● **Written request**: Format the part of the data that opens with the line containing "In which part of the image can the roof shingle" and closes with the line containing "[44,88,105,115]" as a Markdown table with the columns Row and Line, numbering each line and leaving out any blank lines.

[Dataset items]

☆ ☆ ☆ ☆ ☆

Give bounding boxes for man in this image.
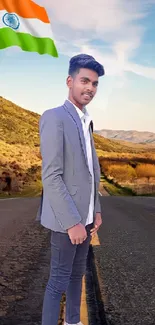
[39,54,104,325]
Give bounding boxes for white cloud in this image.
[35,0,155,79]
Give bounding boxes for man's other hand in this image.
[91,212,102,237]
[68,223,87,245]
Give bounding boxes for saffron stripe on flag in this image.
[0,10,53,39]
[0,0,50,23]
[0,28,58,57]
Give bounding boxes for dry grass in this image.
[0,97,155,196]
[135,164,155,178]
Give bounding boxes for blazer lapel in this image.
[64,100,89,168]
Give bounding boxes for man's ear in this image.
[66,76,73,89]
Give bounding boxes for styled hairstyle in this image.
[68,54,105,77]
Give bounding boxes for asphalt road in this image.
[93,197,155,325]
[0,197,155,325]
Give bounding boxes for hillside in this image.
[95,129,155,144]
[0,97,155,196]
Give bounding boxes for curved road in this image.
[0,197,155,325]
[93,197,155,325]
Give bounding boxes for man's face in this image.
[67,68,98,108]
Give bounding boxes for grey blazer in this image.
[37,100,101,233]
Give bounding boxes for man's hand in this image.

☆ ☆ ☆ ☆ ☆

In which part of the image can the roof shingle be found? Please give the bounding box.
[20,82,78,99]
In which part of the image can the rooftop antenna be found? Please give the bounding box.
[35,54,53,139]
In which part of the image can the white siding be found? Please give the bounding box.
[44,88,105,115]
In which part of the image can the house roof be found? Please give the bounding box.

☆ ☆ ☆ ☆ ☆

● **Output for this exercise**:
| Row | Line |
|---|---|
| 1 | In which part of the image can the roof shingle be found? Please give the bounding box. |
| 2 | [20,82,78,99] |
| 3 | In which part of the image can the rooftop antenna be found? Please give the bounding box. |
| 4 | [35,54,53,139] |
| 5 | In which part of the image can the white siding be found? Please give the bounding box. |
| 6 | [44,88,105,115] |